▸ **Tugas**:
Tuliskan ulang seluruh artikel tentang nilai tukar rupiah di bawah ini tanpa mengubah satu kata pun.

▸ **Kutipan Dokumen**:
Indef: Nilai Tukar Rupiah Belum Dijaga Baik

INDEF kritik Pemerintah RI yang dinilai tidak kompak sehingga nilai tukar rupiah terhadap dolar Amerika Serikat (AS).

oleh Maulandy Rizky Bayu Kencana diperbarui 31 Jul 2018, 12:15 WIB
Diterbitkan 31 Jul 2018, 12:15 WIB
(Foto:Liputan6.com/Maulandy R)
Seminar nasional: Ekonomi Pasca Pilkada (Foto:Liputan6.com/Maulandy R)

Liputan6.com, Jakarta - Institute for Development of Economics and Finance (INDEF) kritik Pemerintah RI yang dinilai tidak kompak sehingga nilai tukar rupiah terhadap dolar Amerika Serikat (AS) saat ini terombang-ambing.

Ekonom Senior INDEF, Didik J Rachbini mengatakan, Pemerintah Indonesia di era Soeharto sebenarnya memiliki sensitivitas yang sangat tinggi dalam menjaga nilai tukar rupiah dan inflasi sejak periode 1970-an.

▸ **Segmen Data**:
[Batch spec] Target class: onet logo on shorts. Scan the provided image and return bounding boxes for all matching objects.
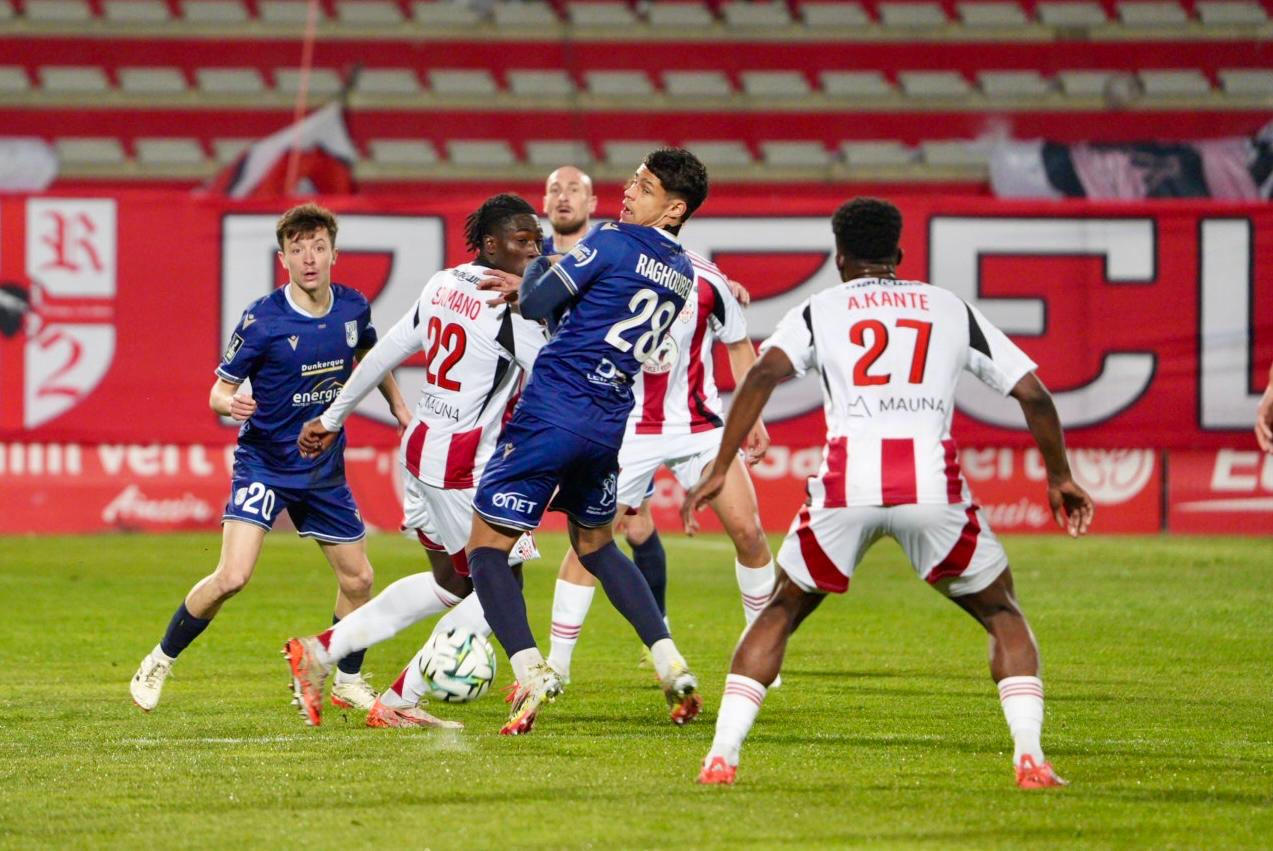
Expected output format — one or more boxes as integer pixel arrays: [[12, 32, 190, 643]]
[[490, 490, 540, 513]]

▸ **Jawaban**:
Indef: Nilai Tukar Rupiah Belum Dijaga Baik

INDEF kritik Pemerintah RI yang dinilai tidak kompak sehingga nilai tukar rupiah terhadap dolar Amerika Serikat (AS).

oleh Maulandy Rizky Bayu Kencana diperbarui 31 Jul 2018, 12:15 WIB
Diterbitkan 31 Jul 2018, 12:15 WIB
(Foto:Liputan6.com/Maulandy R)
Seminar nasional: Ekonomi Pasca Pilkada (Foto:Liputan6.com/Maulandy R)

Liputan6.com, Jakarta - Institute for Development of Economics and Finance (INDEF) kritik Pemerintah RI yang dinilai tidak kompak sehingga nilai tukar rupiah terhadap dolar Amerika Serikat (AS) saat ini terombang-ambing.

Ekonom Senior INDEF, Didik J Rachbini mengatakan, Pemerintah Indonesia di era Soeharto sebenarnya memiliki sensitivitas yang sangat tinggi dalam menjaga nilai tukar rupiah dan inflasi sejak periode 1970-an.